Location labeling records
'''
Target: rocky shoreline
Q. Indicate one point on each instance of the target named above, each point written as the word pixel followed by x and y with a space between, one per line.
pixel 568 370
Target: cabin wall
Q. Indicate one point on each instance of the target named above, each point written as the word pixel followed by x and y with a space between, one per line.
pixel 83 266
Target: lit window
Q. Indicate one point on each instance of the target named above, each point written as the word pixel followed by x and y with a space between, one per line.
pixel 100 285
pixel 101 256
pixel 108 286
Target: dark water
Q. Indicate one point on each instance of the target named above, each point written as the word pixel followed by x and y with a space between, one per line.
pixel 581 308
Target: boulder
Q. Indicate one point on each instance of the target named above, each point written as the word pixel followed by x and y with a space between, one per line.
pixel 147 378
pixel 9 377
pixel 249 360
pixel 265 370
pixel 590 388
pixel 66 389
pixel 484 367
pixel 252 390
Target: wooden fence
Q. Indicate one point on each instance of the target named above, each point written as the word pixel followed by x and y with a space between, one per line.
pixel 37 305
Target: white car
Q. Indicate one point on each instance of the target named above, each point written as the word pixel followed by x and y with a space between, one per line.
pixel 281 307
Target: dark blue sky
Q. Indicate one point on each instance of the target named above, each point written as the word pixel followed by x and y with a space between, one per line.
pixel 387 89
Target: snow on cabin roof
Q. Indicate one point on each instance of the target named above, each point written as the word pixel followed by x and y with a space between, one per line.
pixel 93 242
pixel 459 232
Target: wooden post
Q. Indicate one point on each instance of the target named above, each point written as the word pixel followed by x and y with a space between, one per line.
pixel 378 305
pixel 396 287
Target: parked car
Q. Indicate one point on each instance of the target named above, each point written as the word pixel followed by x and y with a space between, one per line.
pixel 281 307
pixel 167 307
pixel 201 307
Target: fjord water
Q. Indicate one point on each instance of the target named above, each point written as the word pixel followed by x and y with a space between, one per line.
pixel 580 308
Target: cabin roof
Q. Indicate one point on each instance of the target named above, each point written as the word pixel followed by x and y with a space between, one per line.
'''
Description of the task: Rewrite every line of the entries above as a numbered list, one line per number, and leave out any blank lines.

Answer for this exercise:
1. Target: rocky shoreline
2. Q. Indicate one point on each instance of the target named above, each point written as the word pixel followed by x and y with a space between, one per line.
3. pixel 568 370
4. Target: cabin wall
5. Q. Indicate one point on each instance of the target named above, each point written as the word pixel followed by x and y with a space between, one per line.
6. pixel 83 266
7. Target: lit window
8. Q. Indicate one point on each instance of the target named above, each point written as the word pixel followed by x and y with a space between, one per line.
9. pixel 100 285
10. pixel 101 256
11. pixel 108 286
12. Target: dark water
13. Q. Indicate one point on each instance of the target named above, each point written as the word pixel followed by x and y with a space between, one per line.
14. pixel 581 308
15. Target: boulder
16. Q. Indicate one point on each instance of the target named above, each point written as the word pixel followed by x and y with a space between, one per line.
17. pixel 147 378
18. pixel 9 377
19. pixel 249 360
20. pixel 265 370
21. pixel 590 388
22. pixel 66 389
23. pixel 484 367
24. pixel 252 390
25. Target: wooden fence
26. Q. Indicate one point on each instance of the target named above, each point written as the word pixel followed by x and y with a space between, one per line.
27. pixel 37 305
28. Target: white car
29. Q. Indicate one point on each instance of the target named above, each point written as the word pixel followed by x and y with a space between, one per line.
30. pixel 281 307
31. Target: dark blue sky
32. Q. Indicate one point on each instance of the target named above, each point written as the word pixel followed by x and y with a space between, one per line.
33. pixel 387 89
34. Target: snow on cabin roof
35. Q. Indicate one point on each instance of the target named above, each point written as the word pixel followed by x and y with a space between, one per line.
36. pixel 93 242
37. pixel 459 232
38. Target: wooden post
39. Q. Indicate one point on each instance of the target named above, each point written as the word pixel followed by x and y with a space between, one per line.
40. pixel 378 305
41. pixel 396 287
42. Target: parked car
43. Q. Indicate one point on each instance of the target named above, each point written as the word pixel followed by x and y with a space between, one per line.
44. pixel 281 307
45. pixel 167 307
46. pixel 201 307
47. Target: fjord water
48. Q. Indicate one point on each instance of the target named above, each point written as the word pixel followed by x and y with a space between, one per line.
49. pixel 580 308
50. Target: cabin roof
51. Q. Indicate one point on each instance of the target named above, each point written as the word pixel followed by x and y with a space between, one per line.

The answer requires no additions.